ABOUT THIS TASK:
Each record must be printed exactly as given.

※

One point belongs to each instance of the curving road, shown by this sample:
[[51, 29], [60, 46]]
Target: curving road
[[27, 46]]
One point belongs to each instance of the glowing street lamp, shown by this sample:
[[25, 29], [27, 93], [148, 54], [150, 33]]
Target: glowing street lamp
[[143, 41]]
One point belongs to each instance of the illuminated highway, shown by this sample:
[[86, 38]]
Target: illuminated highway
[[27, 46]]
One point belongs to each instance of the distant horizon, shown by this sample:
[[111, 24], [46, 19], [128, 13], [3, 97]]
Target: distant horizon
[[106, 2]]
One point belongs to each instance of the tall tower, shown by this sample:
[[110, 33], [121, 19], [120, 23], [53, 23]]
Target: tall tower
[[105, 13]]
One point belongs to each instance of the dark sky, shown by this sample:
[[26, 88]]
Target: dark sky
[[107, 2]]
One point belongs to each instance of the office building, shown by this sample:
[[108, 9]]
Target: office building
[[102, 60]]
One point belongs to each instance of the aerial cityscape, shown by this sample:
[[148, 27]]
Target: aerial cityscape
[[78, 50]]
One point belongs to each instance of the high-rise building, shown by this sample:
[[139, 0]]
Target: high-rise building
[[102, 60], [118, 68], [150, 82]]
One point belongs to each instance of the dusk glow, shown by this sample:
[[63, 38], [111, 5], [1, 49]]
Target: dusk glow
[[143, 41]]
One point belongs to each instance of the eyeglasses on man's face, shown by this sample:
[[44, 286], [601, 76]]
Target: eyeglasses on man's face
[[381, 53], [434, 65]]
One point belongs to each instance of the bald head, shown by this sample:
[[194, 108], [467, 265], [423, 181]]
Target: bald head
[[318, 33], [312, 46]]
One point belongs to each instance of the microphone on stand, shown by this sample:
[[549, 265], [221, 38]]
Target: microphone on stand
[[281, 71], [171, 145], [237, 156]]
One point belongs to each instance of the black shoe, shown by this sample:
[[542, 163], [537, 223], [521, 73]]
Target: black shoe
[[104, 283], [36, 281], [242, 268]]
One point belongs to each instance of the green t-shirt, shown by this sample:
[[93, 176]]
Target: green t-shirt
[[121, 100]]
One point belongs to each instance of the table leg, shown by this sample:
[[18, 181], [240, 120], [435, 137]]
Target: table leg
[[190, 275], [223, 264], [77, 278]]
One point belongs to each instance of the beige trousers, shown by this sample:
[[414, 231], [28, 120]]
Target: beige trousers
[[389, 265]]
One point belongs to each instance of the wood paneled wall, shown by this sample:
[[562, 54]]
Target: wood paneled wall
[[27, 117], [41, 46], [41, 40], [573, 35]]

※

ANSWER FOR THE TASK:
One point belongs to each instance of the curving road, shown by this sample:
[[51, 29], [60, 46]]
Target: curving road
[[27, 46]]
One point belongs to each instance of the glowing street lamp, shown by this sample:
[[25, 29], [27, 93], [148, 54], [150, 33]]
Target: glowing street lamp
[[143, 41]]
One point belongs to each instance of the illuminated highway, shown by this sample:
[[86, 38]]
Target: illuminated highway
[[27, 46]]
One point belongs to each instance of the distant horizon, shown by this sample:
[[111, 24], [46, 19], [128, 13], [3, 97]]
Target: distant horizon
[[106, 2]]
One point belongs to each instance of the tall tower, shown by this sample:
[[110, 33], [121, 19], [120, 23], [53, 23]]
Target: tall tower
[[105, 13]]
One point belongs to each instance of the dark sky, shown by this sample:
[[26, 88]]
Target: dark sky
[[107, 2]]
One point belongs to each instance of the office building, shown by this sample:
[[108, 9]]
Target: office building
[[102, 60]]
One point belongs to each instance of the aerial cityscape, shown by this sample:
[[148, 27]]
Target: aerial cityscape
[[78, 50]]
One point belongs to each instance of the high-rise building, shown by this sample:
[[139, 0]]
Target: high-rise building
[[102, 60], [118, 68], [150, 82]]
One point belongs to each instance of the dusk glow, shown by this sample:
[[63, 38], [111, 5], [1, 49]]
Target: dusk glow
[[143, 41]]
One point belongs to each instance of the eyeglasses on man's face, shown by this sample:
[[44, 286], [601, 76]]
Target: eyeglasses on man's face
[[381, 53], [434, 65]]
One point belongs to each instance of the bald head, shown by this sample:
[[194, 108], [467, 265], [423, 181]]
Target: bald head
[[318, 33], [312, 46]]
One point belongs to each instance of the microphone on stand, shown by this sample:
[[549, 265], [221, 38]]
Target: microphone on stand
[[281, 71], [171, 145], [237, 156]]
One point belongs to each instance of the black shoe, shown by this sample:
[[542, 163], [537, 223], [521, 73]]
Target: black shoe
[[104, 283], [36, 281], [242, 268]]
One point belongs to each instance of the green t-shirt, shown by this sample:
[[93, 176]]
Target: green t-shirt
[[121, 100]]
One point belongs to each instance of the table leg, shown by this sample:
[[18, 181], [240, 120], [435, 137]]
Target: table leg
[[190, 275], [223, 264], [77, 278]]
One point belongs to each instance of the beige trousers, shown by this sample:
[[414, 231], [28, 120]]
Target: beige trousers
[[389, 265]]
One point belongs to each instance of the wood paneled wall, shown by this sample:
[[562, 54]]
Target: wood paneled wall
[[27, 117], [41, 46], [41, 40], [573, 35]]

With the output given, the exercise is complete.